THE INPUT>
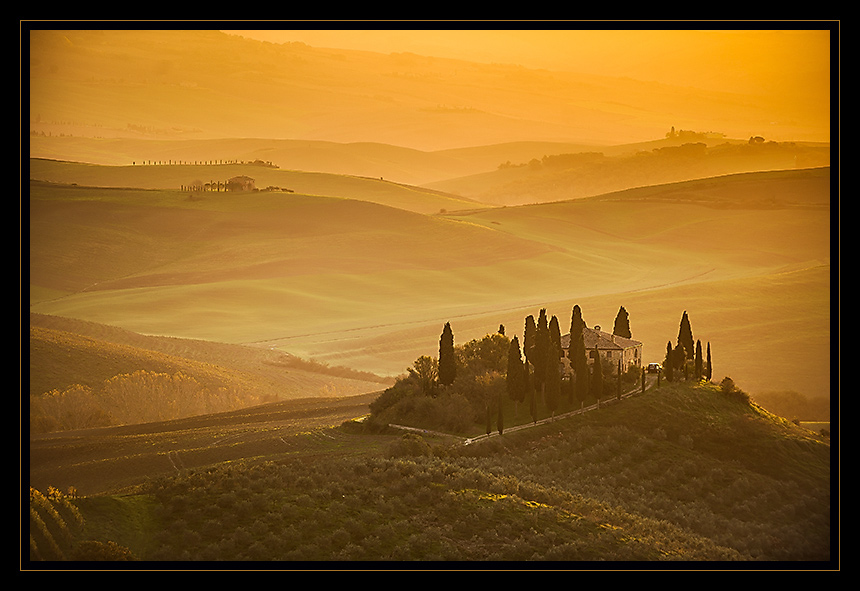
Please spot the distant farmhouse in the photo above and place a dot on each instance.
(240, 183)
(237, 183)
(610, 347)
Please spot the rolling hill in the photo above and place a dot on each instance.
(684, 476)
(64, 352)
(179, 85)
(367, 285)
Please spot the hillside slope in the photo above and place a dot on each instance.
(557, 176)
(180, 177)
(685, 473)
(65, 352)
(179, 84)
(369, 286)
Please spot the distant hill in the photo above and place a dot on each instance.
(172, 84)
(560, 176)
(65, 352)
(176, 177)
(367, 285)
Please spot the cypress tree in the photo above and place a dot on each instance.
(622, 324)
(529, 336)
(552, 385)
(685, 335)
(597, 376)
(669, 362)
(576, 326)
(709, 370)
(501, 419)
(515, 378)
(447, 361)
(555, 337)
(528, 383)
(580, 365)
(542, 351)
(699, 362)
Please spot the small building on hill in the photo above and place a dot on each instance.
(610, 347)
(240, 183)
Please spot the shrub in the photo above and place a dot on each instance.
(730, 390)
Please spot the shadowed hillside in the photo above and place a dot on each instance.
(679, 474)
(84, 375)
(367, 286)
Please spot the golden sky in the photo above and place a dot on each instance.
(715, 59)
(786, 70)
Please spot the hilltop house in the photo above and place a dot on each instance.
(240, 183)
(609, 346)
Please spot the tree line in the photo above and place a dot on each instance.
(481, 380)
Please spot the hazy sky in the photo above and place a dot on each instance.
(777, 60)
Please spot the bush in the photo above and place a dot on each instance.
(103, 551)
(730, 390)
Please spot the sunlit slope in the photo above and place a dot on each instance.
(175, 177)
(369, 287)
(559, 176)
(747, 256)
(64, 352)
(367, 159)
(245, 267)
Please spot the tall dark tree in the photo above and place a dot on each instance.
(555, 337)
(531, 391)
(597, 375)
(515, 378)
(552, 385)
(542, 351)
(709, 370)
(500, 419)
(529, 338)
(622, 324)
(685, 336)
(447, 359)
(669, 362)
(700, 370)
(576, 326)
(580, 367)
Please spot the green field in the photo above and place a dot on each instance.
(368, 285)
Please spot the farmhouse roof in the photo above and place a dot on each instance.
(602, 340)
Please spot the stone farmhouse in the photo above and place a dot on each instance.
(240, 183)
(610, 347)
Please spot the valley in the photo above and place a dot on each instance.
(280, 299)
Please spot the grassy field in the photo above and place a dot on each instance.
(369, 286)
(681, 475)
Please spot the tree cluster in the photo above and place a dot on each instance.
(687, 359)
(472, 384)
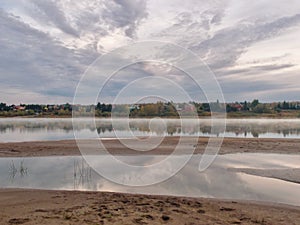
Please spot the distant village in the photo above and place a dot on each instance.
(168, 109)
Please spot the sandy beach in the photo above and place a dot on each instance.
(21, 206)
(64, 207)
(229, 145)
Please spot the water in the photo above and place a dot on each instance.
(39, 129)
(219, 181)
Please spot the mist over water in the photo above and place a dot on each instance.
(42, 129)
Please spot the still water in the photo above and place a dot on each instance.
(221, 180)
(39, 129)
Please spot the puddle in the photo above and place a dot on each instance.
(219, 181)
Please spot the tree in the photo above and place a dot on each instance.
(254, 103)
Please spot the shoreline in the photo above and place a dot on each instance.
(25, 206)
(166, 147)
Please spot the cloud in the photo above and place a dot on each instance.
(227, 45)
(53, 14)
(125, 14)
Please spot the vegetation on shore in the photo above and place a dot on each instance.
(159, 109)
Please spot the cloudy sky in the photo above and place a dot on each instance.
(252, 47)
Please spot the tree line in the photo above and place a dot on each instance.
(159, 109)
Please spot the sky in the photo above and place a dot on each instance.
(252, 48)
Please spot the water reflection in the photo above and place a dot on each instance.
(219, 181)
(32, 129)
(20, 170)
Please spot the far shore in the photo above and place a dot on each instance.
(114, 146)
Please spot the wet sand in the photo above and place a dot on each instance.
(290, 175)
(64, 207)
(229, 145)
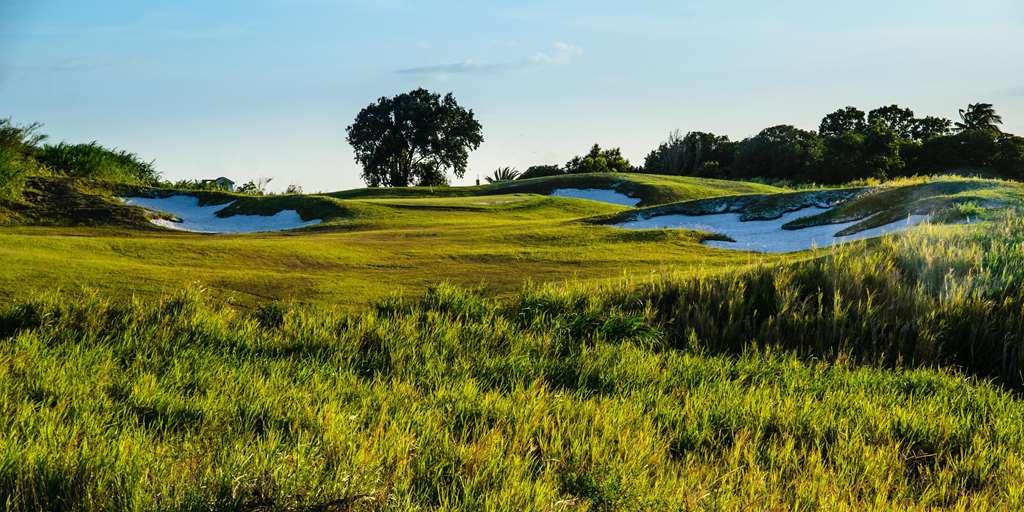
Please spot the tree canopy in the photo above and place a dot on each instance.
(599, 160)
(888, 141)
(414, 138)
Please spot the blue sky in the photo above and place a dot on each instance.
(248, 89)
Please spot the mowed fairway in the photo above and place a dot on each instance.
(389, 246)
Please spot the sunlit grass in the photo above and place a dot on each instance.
(848, 381)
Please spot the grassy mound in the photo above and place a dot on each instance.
(69, 202)
(947, 199)
(650, 188)
(718, 391)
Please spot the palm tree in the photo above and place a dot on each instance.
(979, 117)
(502, 174)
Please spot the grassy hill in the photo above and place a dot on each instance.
(537, 357)
(650, 188)
(809, 385)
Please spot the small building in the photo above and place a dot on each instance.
(221, 182)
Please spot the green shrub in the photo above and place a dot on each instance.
(540, 171)
(94, 161)
(599, 160)
(12, 173)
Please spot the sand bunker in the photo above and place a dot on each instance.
(204, 219)
(768, 236)
(602, 195)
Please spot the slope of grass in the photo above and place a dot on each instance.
(650, 188)
(382, 249)
(941, 197)
(828, 383)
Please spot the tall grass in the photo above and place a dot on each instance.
(765, 388)
(94, 161)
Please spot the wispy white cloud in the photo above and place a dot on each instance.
(559, 54)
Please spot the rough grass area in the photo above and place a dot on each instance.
(942, 197)
(382, 249)
(650, 188)
(846, 382)
(897, 201)
(69, 202)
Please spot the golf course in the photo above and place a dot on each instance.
(555, 256)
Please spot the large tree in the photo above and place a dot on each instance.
(781, 152)
(842, 121)
(599, 160)
(893, 118)
(694, 154)
(979, 117)
(414, 138)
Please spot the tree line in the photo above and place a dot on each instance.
(849, 144)
(418, 137)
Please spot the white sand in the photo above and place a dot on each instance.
(602, 195)
(204, 219)
(768, 236)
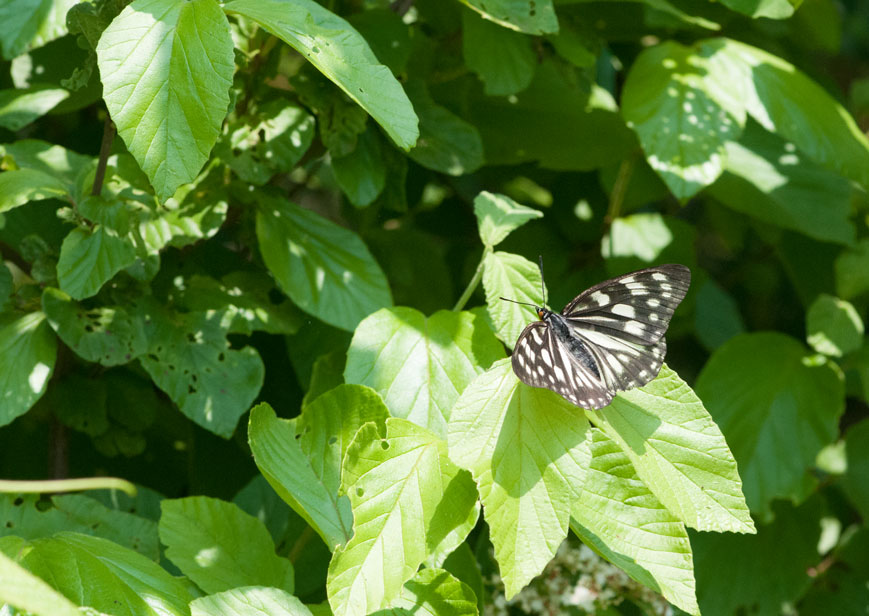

TRY IT>
Pictures stay out; the records above are otherwise reproduced exactly.

TASK SOLUTION>
Please spot the distant farmhouse in the photo above and place a dot on each instance.
(240, 183)
(237, 183)
(610, 347)
Please spot the rolling hill in the photo above and place a dot on each instance.
(684, 476)
(64, 352)
(179, 85)
(367, 285)
Please spot the hillside slope in the photo above and place a dot on each instance.
(557, 176)
(180, 177)
(685, 473)
(65, 352)
(179, 84)
(369, 286)
Please spot the distant hill in the photo above and place a dot on each instance.
(172, 84)
(560, 176)
(65, 352)
(176, 177)
(367, 285)
Please spot the cypress tree in the photo above and place a dot on each instance.
(622, 324)
(529, 336)
(552, 385)
(685, 335)
(597, 376)
(669, 362)
(576, 326)
(709, 370)
(501, 419)
(515, 378)
(447, 361)
(555, 337)
(528, 383)
(580, 365)
(542, 351)
(699, 362)
Please spot the small building on hill in the photo above and place a dot on each instance.
(610, 347)
(240, 183)
Please spot the shrub in the photo above and place a dot on each instance.
(730, 390)
Please spot the shadowed hillside in the photo above and place a dot on each instance.
(679, 474)
(84, 375)
(367, 286)
Please spot the golden sky in the photo above and place a dot on each instance.
(715, 59)
(786, 70)
Please spot the hilltop house in the photo above and place a dot on each instance.
(240, 183)
(609, 346)
Please spot the tree line in the photo above and place a dot on each instance.
(481, 380)
Please spot the hazy sky in the photo above and place a dot on each instance.
(777, 60)
Please spot the bush in the photo above and place a dot on each instance.
(103, 551)
(730, 390)
Please spot the sunlit slope in the photo above and place a dot on each instance.
(175, 177)
(369, 287)
(559, 176)
(747, 256)
(64, 352)
(367, 159)
(245, 267)
Please spot the tall dark tree in the photo above and place a dot on each instance.
(555, 337)
(531, 391)
(597, 375)
(515, 378)
(552, 385)
(542, 351)
(709, 370)
(500, 419)
(529, 338)
(622, 324)
(685, 336)
(447, 359)
(669, 362)
(700, 370)
(576, 326)
(580, 367)
Please spot the green field in the photo above and place a dot on each instance.
(368, 285)
Please spot the farmhouse roof in the photo above and place a dot on each instance.
(602, 340)
Please spot the stone farmhouse in the photo above and place a dot on each instance.
(240, 183)
(610, 347)
Please spot the valley in the photo above and place a dot on each instance.
(280, 299)
Please spot the grassy field in the photo above and place a dot on each instance.
(369, 286)
(681, 475)
Please spot the tree cluster in the photo above and place a dot on each instance.
(687, 359)
(472, 384)
Please spot the distant village in the photo above and place a dot on each instance.
(168, 109)
Please spot the sandy beach in the photo above and place a dot on each instance.
(21, 206)
(64, 207)
(229, 145)
Please spot the water in the photo above and place a dot on each instance.
(39, 129)
(219, 181)
Please spot the mist over water in the photo above and place a dot on each instance.
(42, 129)
Please spot the still water in the photo above and place a dot on each instance.
(221, 180)
(39, 129)
Please spot the puddle in the photo above and place a dot on each instance.
(219, 181)
Please spot the tree in the photo above and place a dot on each instance.
(254, 103)
Please spot the shoreline in the photo above and place a dot on each instance.
(25, 206)
(166, 147)
Please spot the cloud in the photo above and place a dot on each instance.
(227, 45)
(53, 14)
(125, 14)
Please spot the vegetation on shore in the photo above and place a dot on each instance.
(159, 109)
Please spot the cloudy sky in the photo above and place a dot on each instance.
(252, 47)
Please spot the tree line in the photo above and place a dot on each instance.
(159, 109)
Please spot the sky in the photo above and place a dot on each instance.
(252, 48)
Please spot the water reflection in the photo above and place a dot on each instance.
(219, 181)
(32, 129)
(20, 170)
Please spot the far shore in the photo above and place a dot on each instance.
(114, 146)
Please spot the wet sand in the photo above and place a dot on each instance.
(290, 175)
(64, 207)
(229, 145)
Please spot the tree canopy in the photo above and place a dot on each instance.
(599, 160)
(888, 141)
(414, 138)
Please spot the blue sky in the photo above and place a dot on each instance.
(248, 89)
Please spot the mowed fairway in the photo above and place a dot on each instance.
(389, 246)
Please spot the sunlit grass in the photo above and place a dot on each instance.
(848, 381)
Please spot the grassy mound in the photo above and place a dot on each instance.
(69, 202)
(947, 199)
(650, 188)
(718, 391)
Please spot the palm tree in the photo above and place a dot on each instance.
(979, 117)
(502, 174)
Please spot the grassy hill in the photo above and place a dot on each instance.
(537, 357)
(650, 188)
(809, 385)
Please spot the small building in the photo above and place a dot on each instance.
(221, 182)
Please spot the green shrub in the photo above and place a dot on each instance.
(540, 171)
(94, 161)
(599, 160)
(12, 173)
Please spot the sand bunker in the photo above and place a dot on each instance.
(204, 219)
(768, 236)
(602, 195)
Please spot the slope of grass in the photo above and place a dot on each instance.
(650, 188)
(382, 249)
(941, 197)
(828, 383)
Please spot the tall grass in the photo above and place a dot on each instance.
(765, 388)
(94, 161)
Please spot the wispy white cloud in the photo above and place a dot on each instance.
(559, 54)
Please spot the rough grass area in the photo above and place a dot on each instance.
(942, 197)
(382, 249)
(650, 188)
(846, 382)
(897, 201)
(69, 202)
Please spot the golf course in the photo above and place a dot on each instance.
(555, 256)
Please spot the large tree in the photo above and place a dot on each instance.
(781, 152)
(842, 121)
(599, 160)
(893, 118)
(694, 154)
(979, 117)
(414, 138)
Please spot the tree line in the photo above and place a dot on each instance.
(849, 144)
(418, 137)
Please spot the white sand in the photo above and place a dot on each instance.
(602, 195)
(204, 219)
(768, 236)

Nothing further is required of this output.